TASK GOAL ▸
Of the lines in the data below, write out exactly those from the one holding "yellow equipment box." through the one holding "the parked airplane.", both included.

SUPPLIED DATA ▸

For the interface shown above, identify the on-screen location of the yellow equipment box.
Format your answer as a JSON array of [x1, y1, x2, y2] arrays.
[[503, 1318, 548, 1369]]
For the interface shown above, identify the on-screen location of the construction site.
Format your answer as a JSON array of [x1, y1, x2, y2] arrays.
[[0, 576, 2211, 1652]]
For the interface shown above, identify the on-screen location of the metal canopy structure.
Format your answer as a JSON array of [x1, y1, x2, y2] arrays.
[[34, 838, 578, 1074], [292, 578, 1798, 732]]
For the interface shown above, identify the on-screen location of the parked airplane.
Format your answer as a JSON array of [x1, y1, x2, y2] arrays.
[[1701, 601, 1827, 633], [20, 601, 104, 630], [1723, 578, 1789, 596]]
...
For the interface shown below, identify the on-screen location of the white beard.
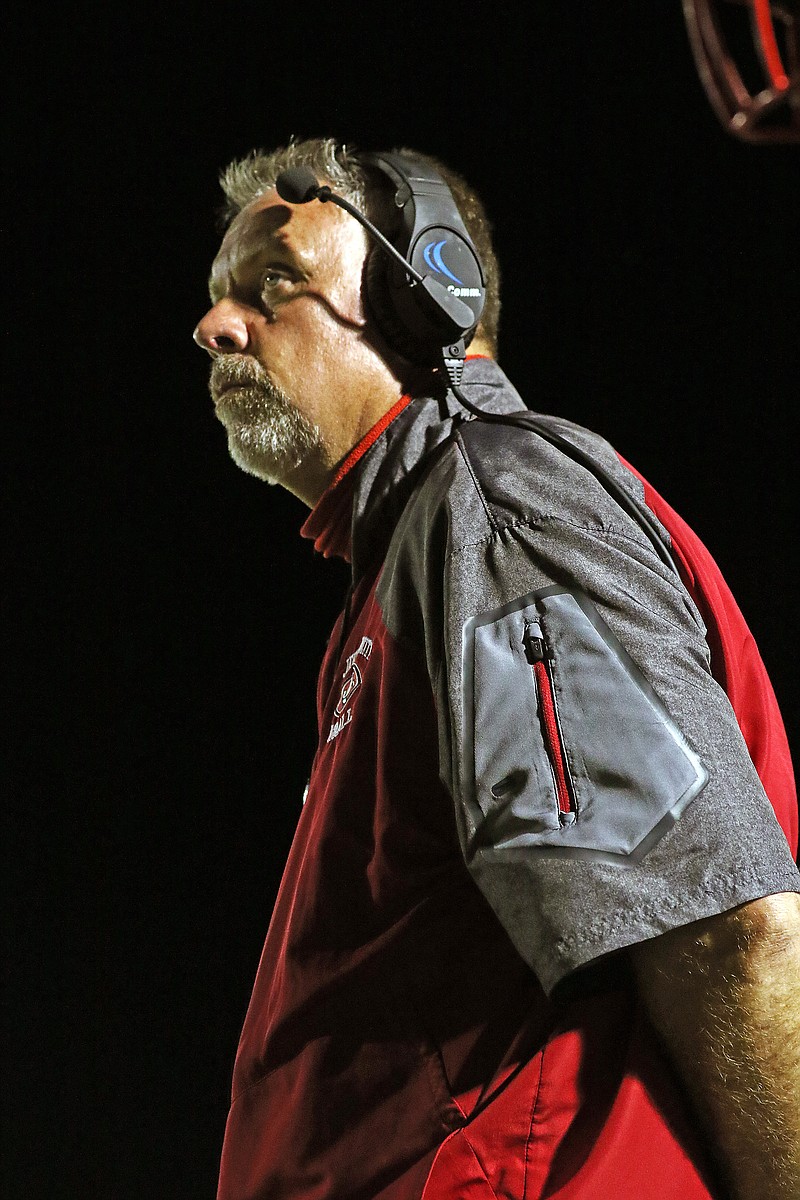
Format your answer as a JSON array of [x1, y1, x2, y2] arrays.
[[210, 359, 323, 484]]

TASK ANSWER ▸
For the interface shown above, identify the on-screen location of the yellow equipment box.
Format your answer as a JSON array of [x1, y1, x2, y2] arrays.
[[503, 1318, 548, 1369]]
For the interface shown above, identify the on-screen location of the construction site.
Format your answer as a JSON array of [x1, y1, x2, y2] arrays.
[[0, 576, 2211, 1652]]
For the interface shown above, identify the on-screen location of the metal canopy structure.
Format your answer as a JSON array of [x1, y1, x2, y2] arrays.
[[34, 838, 578, 1074], [292, 578, 1798, 732]]
For the interface shown above, identify the on-screen location of the parked airplane.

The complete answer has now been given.